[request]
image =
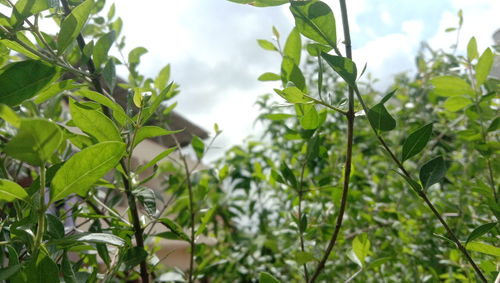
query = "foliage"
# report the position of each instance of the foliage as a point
(275, 206)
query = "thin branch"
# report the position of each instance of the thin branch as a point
(347, 168)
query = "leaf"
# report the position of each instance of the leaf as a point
(456, 103)
(416, 141)
(290, 72)
(198, 146)
(267, 45)
(483, 248)
(85, 168)
(135, 54)
(146, 132)
(265, 277)
(483, 66)
(361, 247)
(380, 118)
(345, 67)
(134, 256)
(23, 80)
(310, 119)
(147, 198)
(472, 49)
(9, 115)
(163, 77)
(315, 20)
(93, 122)
(204, 221)
(451, 86)
(35, 142)
(479, 231)
(9, 191)
(72, 25)
(54, 89)
(25, 8)
(432, 172)
(495, 125)
(293, 46)
(102, 46)
(156, 159)
(269, 77)
(293, 95)
(175, 228)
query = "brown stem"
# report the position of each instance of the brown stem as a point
(348, 161)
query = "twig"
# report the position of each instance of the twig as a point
(347, 169)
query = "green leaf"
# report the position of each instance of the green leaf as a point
(416, 141)
(153, 161)
(483, 66)
(495, 125)
(23, 80)
(269, 77)
(7, 272)
(9, 115)
(9, 191)
(175, 228)
(456, 103)
(101, 49)
(432, 172)
(267, 45)
(303, 257)
(25, 8)
(93, 122)
(310, 118)
(481, 230)
(265, 277)
(198, 146)
(315, 20)
(290, 72)
(163, 77)
(345, 67)
(72, 25)
(134, 256)
(35, 142)
(147, 198)
(483, 248)
(472, 49)
(54, 89)
(118, 112)
(380, 118)
(293, 95)
(293, 46)
(204, 221)
(451, 86)
(315, 49)
(134, 56)
(146, 132)
(86, 167)
(361, 247)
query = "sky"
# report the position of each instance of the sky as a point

#### WHAT THE EXERCISE ASKS
Pick out and copy every line in the records above that contains the string "stem". Matching is case-sensitive.

#### OUTPUT OF THE EXERCISE
query = "brown stem"
# report the position of each instance of the brown stem as a point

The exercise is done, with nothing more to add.